Text for analysis START
Ten years, ten months, ten days . . . what would you do if that's what was left to you?
It's an old question, I know. I'm feeling the urgency of it these days.
Looking ahead: I'll be sixty in a few weeks. I figure that gives me ten years of energy at the level to which I've become accustomed. Not anything approaching the energy I possessed five years ago, but still. Enough. Ten years in which to pastor a church and/or accomplish some other things which matter to me. Ten years before I will perhaps want to make completely different choices about how to spend my days than I do now.
(And yes, I'm presuming health, which is nothing more than a fragile hope. I have a routine colonoscopy scheduled in a couple of weeks. Once one of those routine tests alters your life for year or more, as a mammogram did for me, you no longer view them with quite the equanimity you once did. But let's pretend.)
Looking back, the last two months have been fuller than I would have liked (and probably account for how sick I've been the last few days). The usual church stuff plus some difficult conflicts. Three funerals, a new member, two people having and still facing major surgeries. (And while I've never had a pastor come to visit me in the hospital, excepting after the birth of my boys nearly twenty-nine years ago, when my people go, I usually do as well.) Extensive preparations for two major events, one of which I was unable to attend, due to one of the aforesaid funerals. Three days of advocacy in Washington. And some unbloggable stuff, some kind of difficult and some filled with promise -- or not.
Text for analysis END
Data shown START
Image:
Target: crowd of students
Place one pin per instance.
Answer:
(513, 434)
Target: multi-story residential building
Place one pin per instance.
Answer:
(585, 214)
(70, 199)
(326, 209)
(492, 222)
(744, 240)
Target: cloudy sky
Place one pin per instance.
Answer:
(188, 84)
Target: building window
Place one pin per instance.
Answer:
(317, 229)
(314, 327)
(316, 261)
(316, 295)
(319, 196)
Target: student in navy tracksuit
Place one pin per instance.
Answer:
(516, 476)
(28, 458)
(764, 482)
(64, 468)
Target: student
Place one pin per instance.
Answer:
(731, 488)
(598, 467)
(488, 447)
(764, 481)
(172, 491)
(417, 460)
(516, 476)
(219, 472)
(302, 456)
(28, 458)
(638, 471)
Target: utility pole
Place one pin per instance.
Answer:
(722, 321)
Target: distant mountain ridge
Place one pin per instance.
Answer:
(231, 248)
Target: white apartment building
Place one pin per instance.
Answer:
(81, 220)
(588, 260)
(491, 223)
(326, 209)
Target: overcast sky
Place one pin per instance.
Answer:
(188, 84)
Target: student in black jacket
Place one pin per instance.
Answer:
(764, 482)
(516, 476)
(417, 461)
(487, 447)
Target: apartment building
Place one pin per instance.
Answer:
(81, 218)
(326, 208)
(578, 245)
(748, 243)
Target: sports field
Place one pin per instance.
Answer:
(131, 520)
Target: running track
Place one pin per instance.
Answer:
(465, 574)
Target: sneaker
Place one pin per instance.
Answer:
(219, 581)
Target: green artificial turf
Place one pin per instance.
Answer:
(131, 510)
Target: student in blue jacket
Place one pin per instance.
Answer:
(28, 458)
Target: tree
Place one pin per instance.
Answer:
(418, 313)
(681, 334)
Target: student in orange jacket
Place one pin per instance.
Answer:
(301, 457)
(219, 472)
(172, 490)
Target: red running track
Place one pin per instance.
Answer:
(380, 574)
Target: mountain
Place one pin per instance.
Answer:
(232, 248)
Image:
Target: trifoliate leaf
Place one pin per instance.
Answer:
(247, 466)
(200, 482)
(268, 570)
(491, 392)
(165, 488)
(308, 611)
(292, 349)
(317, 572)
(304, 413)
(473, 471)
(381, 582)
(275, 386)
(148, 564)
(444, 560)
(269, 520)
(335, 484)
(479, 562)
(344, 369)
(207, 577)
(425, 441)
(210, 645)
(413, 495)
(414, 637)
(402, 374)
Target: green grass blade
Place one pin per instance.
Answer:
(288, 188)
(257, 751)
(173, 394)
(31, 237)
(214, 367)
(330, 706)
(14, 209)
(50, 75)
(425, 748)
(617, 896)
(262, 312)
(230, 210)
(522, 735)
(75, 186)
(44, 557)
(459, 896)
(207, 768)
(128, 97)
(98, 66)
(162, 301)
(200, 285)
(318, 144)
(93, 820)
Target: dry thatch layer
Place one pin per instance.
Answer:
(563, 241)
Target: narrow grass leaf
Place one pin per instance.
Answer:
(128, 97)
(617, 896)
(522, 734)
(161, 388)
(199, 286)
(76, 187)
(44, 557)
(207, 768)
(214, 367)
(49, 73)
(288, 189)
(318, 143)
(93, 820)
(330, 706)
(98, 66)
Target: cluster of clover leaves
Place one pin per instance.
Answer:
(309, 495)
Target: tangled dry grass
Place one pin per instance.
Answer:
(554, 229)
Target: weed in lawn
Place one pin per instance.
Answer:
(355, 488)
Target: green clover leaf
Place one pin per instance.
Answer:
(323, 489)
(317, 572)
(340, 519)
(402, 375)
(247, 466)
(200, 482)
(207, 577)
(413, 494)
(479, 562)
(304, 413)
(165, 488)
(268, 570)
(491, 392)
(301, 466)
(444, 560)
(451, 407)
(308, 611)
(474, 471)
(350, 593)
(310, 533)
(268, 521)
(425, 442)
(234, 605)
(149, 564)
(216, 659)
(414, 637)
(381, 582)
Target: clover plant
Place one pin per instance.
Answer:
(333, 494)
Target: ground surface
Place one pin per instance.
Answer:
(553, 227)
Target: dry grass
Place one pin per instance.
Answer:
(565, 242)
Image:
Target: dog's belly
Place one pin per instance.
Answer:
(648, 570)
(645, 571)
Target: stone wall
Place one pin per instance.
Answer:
Data shown END
_Your tasks_:
1. Answer from the post about the next ten years:
(a) What age will the writer reach in a few weeks?
(b) What routine test does the writer have scheduled in a couple of weeks?
(c) How many funerals does the writer list among the events of the last two months?
2. Copy a passage word for word from the post about the next ten years, beginning at the words "Looking back, the" and ending after the words "promise -- or not.".
Work from the text alone, not the records.

_Results_:
1.
(a) Sixty
(b) A colonoscopy
(c) Three

2.
Looking back, the last two months have been fuller than I would have liked (and probably account for how sick I've been the last few days). The usual church stuff plus some difficult conflicts. Three funerals, a new member, two people having and still facing major surgeries. (And while I've never had a pastor come to visit me in the hospital, excepting after the birth of my boys nearly twenty-nine years ago, when my people go, I usually do as well.) Extensive preparations for two major events, one of which I was unable to attend, due to one of the aforesaid funerals. Three days of advocacy in Washington. And some unbloggable stuff, some kind of difficult and some filled with promise -- or not.